= CONSIGNE =
Poursuivez le texte sur le nom à donner à notre époque en reprenant juste après sa dernière phrase.

= SOURCE =
_ _ _ _ _ _ _

Mode sombre

Illustration par Yves Regaldi.

Cet article a été publié en premier dans notre édition papier d'avril.

Louis sait que la question peut paraître étrange puisque le nom d’aujourd’hui, c’est aujourd’hui. Point. 

 

Cependant, si l’on se retourne sur le passé, force est de constater que les aujourd’hui d’avant ont tous un nom. Quelques exemples : l’aujourd’hui du XVIIe s’appelle La Monarchie Absolue, celui du XVIIIe Les Lumières, celui du XIXe La Question Sociale, celui du XXe Le Communisme. On peut discuter l’un ou l’autre, mais l’idée est que le réel semble, dans sa totalité, converger vers un (ou quelques) point(s) phare(s), que désignent ces noms, lesquels synthétisent les enjeux et les modalités dominantes et/ou englobantes du rapport au monde des êtres humains. Ajoutons que ces noms n’ont pas été donnés de manière rétroactive à ces époques, une fois qu’elles étaient achevées, ils étaient là, explicitement, dès le moment historique qu’ils désignent. (Ainsi Louis étudia-t-il souvent, avec ses élèves, un ouvrage de Kant, publié en 1784 : Qu’est-ce que Les Lumières ?).

_ _ _ _ _ _ _

= DONNÉES FOURNIES =
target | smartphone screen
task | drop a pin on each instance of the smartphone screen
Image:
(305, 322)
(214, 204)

_ _ _ _ _ _ _

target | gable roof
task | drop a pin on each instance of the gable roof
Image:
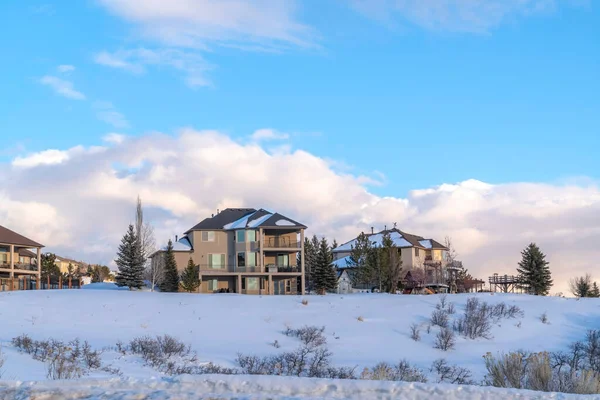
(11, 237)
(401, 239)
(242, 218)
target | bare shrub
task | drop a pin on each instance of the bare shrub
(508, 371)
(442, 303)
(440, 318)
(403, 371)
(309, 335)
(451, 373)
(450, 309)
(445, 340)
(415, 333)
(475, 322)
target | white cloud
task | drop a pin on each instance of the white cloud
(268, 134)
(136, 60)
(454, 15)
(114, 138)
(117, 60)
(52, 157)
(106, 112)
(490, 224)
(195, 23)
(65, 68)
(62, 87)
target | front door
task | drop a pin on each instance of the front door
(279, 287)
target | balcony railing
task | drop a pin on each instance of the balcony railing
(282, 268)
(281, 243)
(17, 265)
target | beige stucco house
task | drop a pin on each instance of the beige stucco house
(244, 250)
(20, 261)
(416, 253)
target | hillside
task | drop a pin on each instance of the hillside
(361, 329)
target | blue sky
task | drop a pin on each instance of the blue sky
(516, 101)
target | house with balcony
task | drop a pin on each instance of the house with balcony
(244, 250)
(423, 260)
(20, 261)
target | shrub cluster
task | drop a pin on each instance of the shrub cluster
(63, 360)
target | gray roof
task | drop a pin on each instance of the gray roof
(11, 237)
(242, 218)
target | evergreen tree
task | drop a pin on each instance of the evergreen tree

_ _ _ _ _ _ _

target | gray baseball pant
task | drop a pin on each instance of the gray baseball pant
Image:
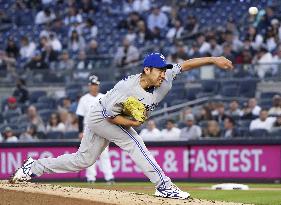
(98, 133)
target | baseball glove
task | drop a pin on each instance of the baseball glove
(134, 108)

_ _ _ _ _ _ _

= RÉSULTAT =
 

Notre aujourd’hui ne montre pas la même aptitude à se nommer. Aucun signifiant ne prend le pas sur les autres : Terrorisme, Réchauffement, Inégalités, Pandémie, Populisme, Féminisme, Islamisme et d’autres, probablement, sont en concurrence sans que l’un ou l’autre impose son hégémonie. Le problème n’est pas de savoir lequel mérite de l’emporter, mais de comprendre les raisons de cette polysémie, d’en dégager quelque chose comme un symptôme de notre temps.

 

On pourrait certes objecter à cette lecture que les noms donnés aux aujourd’hui d’avant étaient trop grossiers, qu’ils ne suffisaient pas à rendre compte de l’époque, ou, pire encore, qu’ils traduisaient la langue des vainqueurs et que les vaincus étaient réduits au silence et à l’anonymat. Admettons, mais faudrait-il en tirer la conclusion qu’aujourd’hui, il n’y aurait plus ni vainqueurs, ni vaincus, que la diversité des références signifierait un monde ouvert, pluriel, où la signification se serait démocratisée en se laissant dire par tous et n’importe qui ?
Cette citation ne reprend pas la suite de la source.